*** Record excerpts Section Begins ***

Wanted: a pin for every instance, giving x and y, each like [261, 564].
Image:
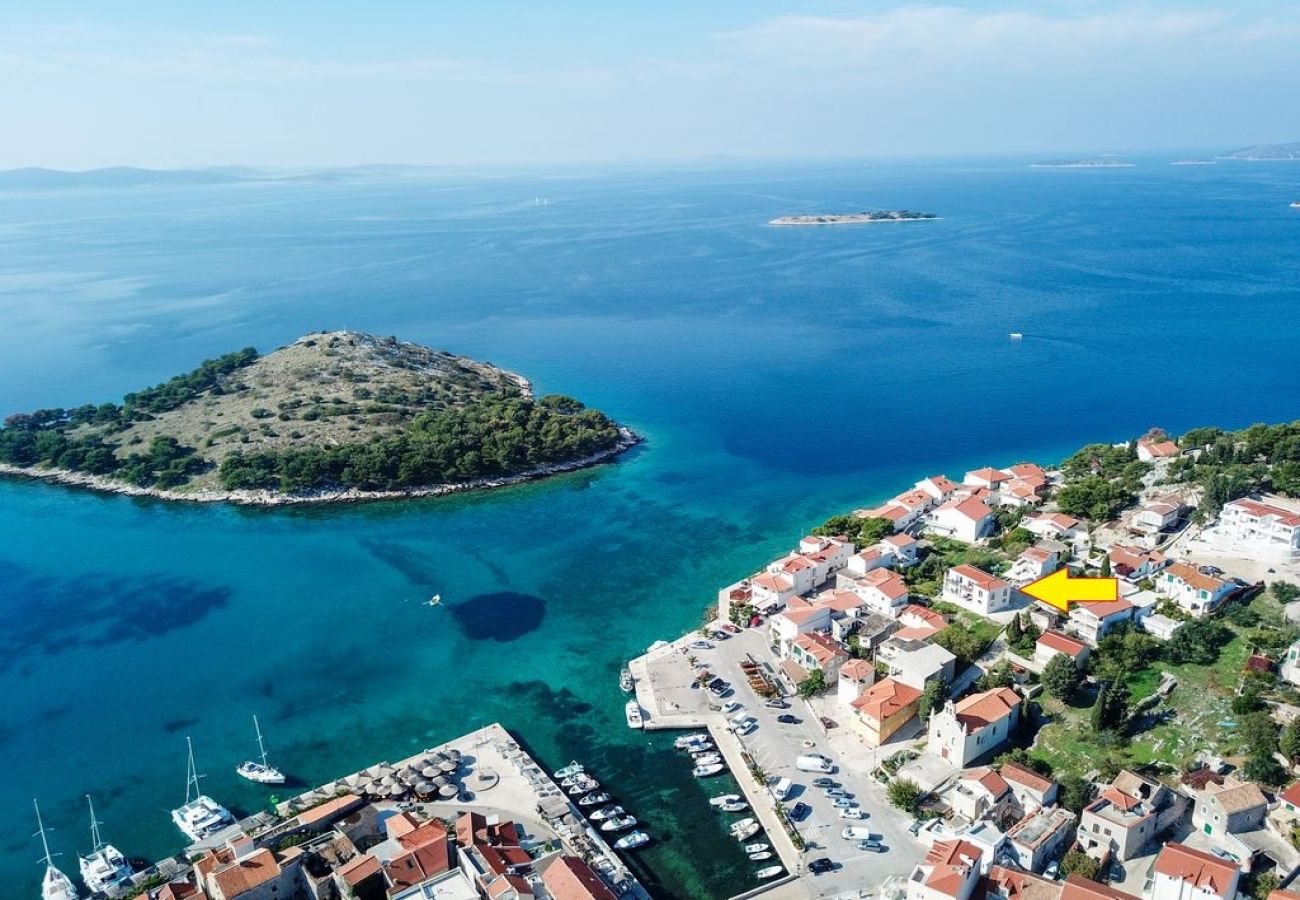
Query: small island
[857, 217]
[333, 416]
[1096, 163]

*** Record excerpts Section Ends ***
*** Record excerpts Section Begins ***

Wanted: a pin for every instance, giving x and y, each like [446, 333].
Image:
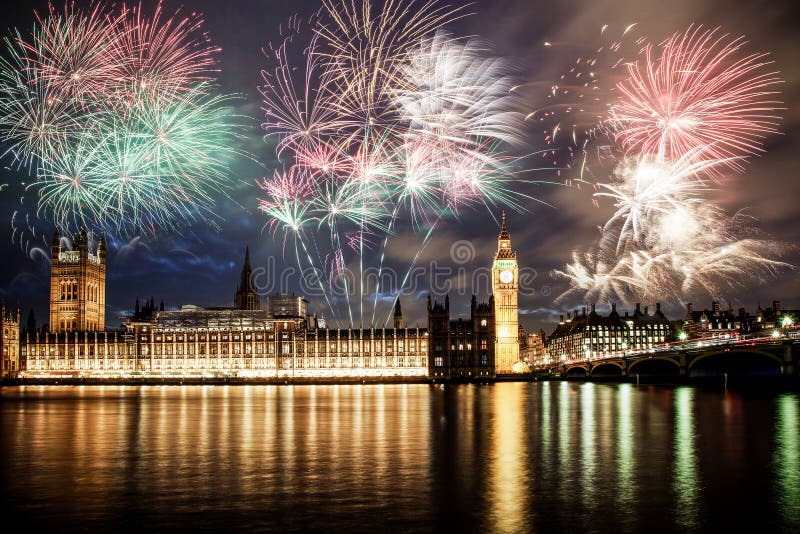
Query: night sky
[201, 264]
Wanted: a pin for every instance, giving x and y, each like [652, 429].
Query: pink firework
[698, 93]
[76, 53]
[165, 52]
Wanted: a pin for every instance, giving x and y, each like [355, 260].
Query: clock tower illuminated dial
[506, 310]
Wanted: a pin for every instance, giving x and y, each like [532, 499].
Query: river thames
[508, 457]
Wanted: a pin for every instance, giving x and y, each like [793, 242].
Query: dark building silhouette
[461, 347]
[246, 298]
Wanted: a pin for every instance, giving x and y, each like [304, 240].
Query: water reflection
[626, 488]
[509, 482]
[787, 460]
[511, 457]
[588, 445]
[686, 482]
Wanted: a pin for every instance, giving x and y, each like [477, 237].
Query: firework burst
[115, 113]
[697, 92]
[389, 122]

*** Record excerpts Section Ends ***
*** Record excerpts Section Begins ***

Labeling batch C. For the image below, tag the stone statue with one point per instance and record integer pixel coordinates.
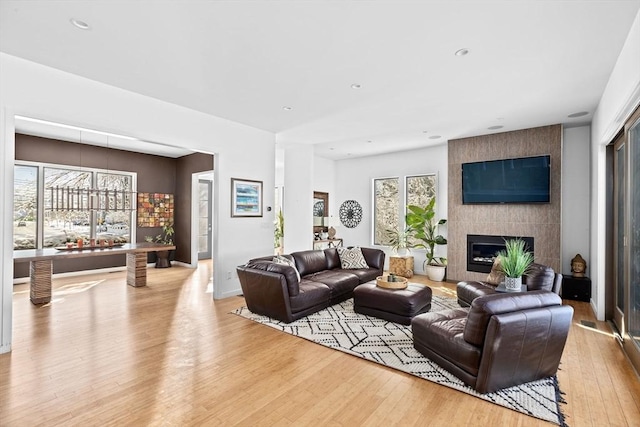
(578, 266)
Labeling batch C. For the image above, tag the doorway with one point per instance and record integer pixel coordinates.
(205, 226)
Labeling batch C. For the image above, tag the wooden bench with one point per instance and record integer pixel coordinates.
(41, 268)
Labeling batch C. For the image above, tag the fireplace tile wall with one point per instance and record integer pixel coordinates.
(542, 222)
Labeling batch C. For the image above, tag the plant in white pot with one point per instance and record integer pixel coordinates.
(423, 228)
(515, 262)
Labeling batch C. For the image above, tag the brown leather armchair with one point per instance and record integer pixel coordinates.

*** Record excerpts Section Ends ***

• [The task]: Whenever a line includes the word "like", pull it out of the entries.

• [Task output]:
Wanted: a pin for every instance, giving x and y, each like [261, 564].
Wanted: a pin for every instance, giving x and y, each like [446, 333].
Wanted: a pin for every instance, giving x and y, each like [652, 429].
Wanted: a pin for every instance, giving x and y, each like [355, 260].
Wanted: a pin for every instance, giving x and y, each like [532, 499].
Wanted: a pin for every instance, giving x and y, each like [793, 242].
Wanted: a pin for every instance, giving x and y, each like [304, 240].
Wanted: a pin for every instance, giving x and y, each like [477, 237].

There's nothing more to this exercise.